■ **TASK DIRECTIONS**: In the text on Europa Universalis V below, list every state named as a vassal of the player's country by 1450.

Now while I have had EU5 for a couple of weeks at this point, due to teaching and research demands and such, I have only been able to give it a limited amount of time – about 30 hours – so I’m going to call this post a ‘first impression’ rather than a ‘review’ or ‘analysis.’ It should, of course, tell you something about this game that “about 30 hours” is a “limited amount of time.” In particular, I play these games relatively slowly (with a lot of automation turned off so I can make granular decisions), so those hours have only gotten me in one run to about 1450 (more on that below) which is hardly all of the game – hell, it is barely past the start date of EUIV. So what I want to do here is first present very briefly my answer to “is it good?” (yes) because if I don’t, I will be asked about it endlessly, and then get into the real meat of the question which is how the historical assumptions of Europa Universalis V differ from those of its predecessors.

And finally, in the interest of full disclosure, I did receive a review copy of the game and obviously I have interacted with the folks at Paradox before and will continue to try to bully them into making Imperator II.

This is where I got by 1450 starting as the County of Holland in 1337 (Luxembourg, Cologne, Julich and Berg are all vassals). You can’t see it, but somehow my now-Duke-of-the-Netherlands got elected Holy Roman Emperor, so I am actually the number 2 great power in Europe behind France, though that ranking is really deceptive, as my country doesn’t really have the military power to stand up to England or France alone.

Is it Good?

Yes.

Now, I should do some table-setting here: I am the kind of player who, as you will recall, really enjoyed Victoria III on launch. That title was divisive, in part because of a heavy emphasis on relatively indirect systems (building factories changes your demographics which changes your interest groups which changes your politics, that sort of thing) and because it de-emphasized the ‘war-game’ aspect these games often have. So please understand that in the battle between ‘more spreadsheets’ and ‘less spreadsheet’ when it comes to Paradox games, I am firmly in the ‘more spreadsheets’ camp. With that said then, let me qualify my previous ‘yes’ with:

Europa Universalis V is likely to be divisive: it is much more systems driven, much less ‘gamey’ in its design, much more granular (and thus slower) and substantially more complex. I also imagine that, once the game hits the general public, players will find ways to break those more complex systemic interactions in amusing ways – I imagine there will be a lot of balance patches and tweaks. But I think it needs to be stressed that this is not EU4.5. One of the things I really like about Paradox is that they do not tread water in design from one iteration to the next: HoI4 takes some big risks compared to HoI3, VickyIII is quite a jump from VickyII and so on (Crusader Kings has experienced perhaps the least of this from II to III, but the gap between CKII (2012) and CKIII (2022) is still a lot bigger, design wise, in my view, than, say the gap between Total War: Rome II (2013) and Total War: Pharaoh: Dynasties: Colon (:2024)).

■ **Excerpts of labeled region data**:
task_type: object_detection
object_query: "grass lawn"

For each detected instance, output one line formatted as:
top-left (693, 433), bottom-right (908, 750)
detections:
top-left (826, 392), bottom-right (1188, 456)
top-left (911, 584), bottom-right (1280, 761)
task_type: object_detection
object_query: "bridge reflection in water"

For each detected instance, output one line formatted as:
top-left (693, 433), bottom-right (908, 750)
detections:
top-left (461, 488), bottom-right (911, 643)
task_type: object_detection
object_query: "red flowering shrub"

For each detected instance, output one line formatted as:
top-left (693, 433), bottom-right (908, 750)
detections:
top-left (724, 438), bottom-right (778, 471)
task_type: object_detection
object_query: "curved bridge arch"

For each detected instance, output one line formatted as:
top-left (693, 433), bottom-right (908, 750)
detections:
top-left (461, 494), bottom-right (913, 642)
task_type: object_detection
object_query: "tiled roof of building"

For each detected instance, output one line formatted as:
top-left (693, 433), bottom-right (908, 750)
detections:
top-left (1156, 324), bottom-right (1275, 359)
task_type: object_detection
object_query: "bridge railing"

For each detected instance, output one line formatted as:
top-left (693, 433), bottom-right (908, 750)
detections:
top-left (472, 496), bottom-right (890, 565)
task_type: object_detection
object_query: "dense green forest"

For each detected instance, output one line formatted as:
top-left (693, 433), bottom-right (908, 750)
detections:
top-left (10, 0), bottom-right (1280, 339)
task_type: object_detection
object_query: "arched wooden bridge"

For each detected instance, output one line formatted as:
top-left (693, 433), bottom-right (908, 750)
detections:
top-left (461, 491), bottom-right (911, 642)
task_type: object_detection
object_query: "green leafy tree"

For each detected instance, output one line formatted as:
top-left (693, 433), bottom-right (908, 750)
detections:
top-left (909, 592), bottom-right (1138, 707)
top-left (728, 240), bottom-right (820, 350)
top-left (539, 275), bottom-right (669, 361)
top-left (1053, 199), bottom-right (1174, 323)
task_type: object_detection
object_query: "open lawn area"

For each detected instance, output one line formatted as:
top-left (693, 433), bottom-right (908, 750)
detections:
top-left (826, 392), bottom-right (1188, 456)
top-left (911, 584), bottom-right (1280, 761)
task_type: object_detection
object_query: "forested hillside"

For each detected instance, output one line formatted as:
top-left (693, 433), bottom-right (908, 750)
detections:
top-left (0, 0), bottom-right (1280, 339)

■ **RESULT FOR THIS EXERCISE**: Luxembourg, Cologne, Julich, Berg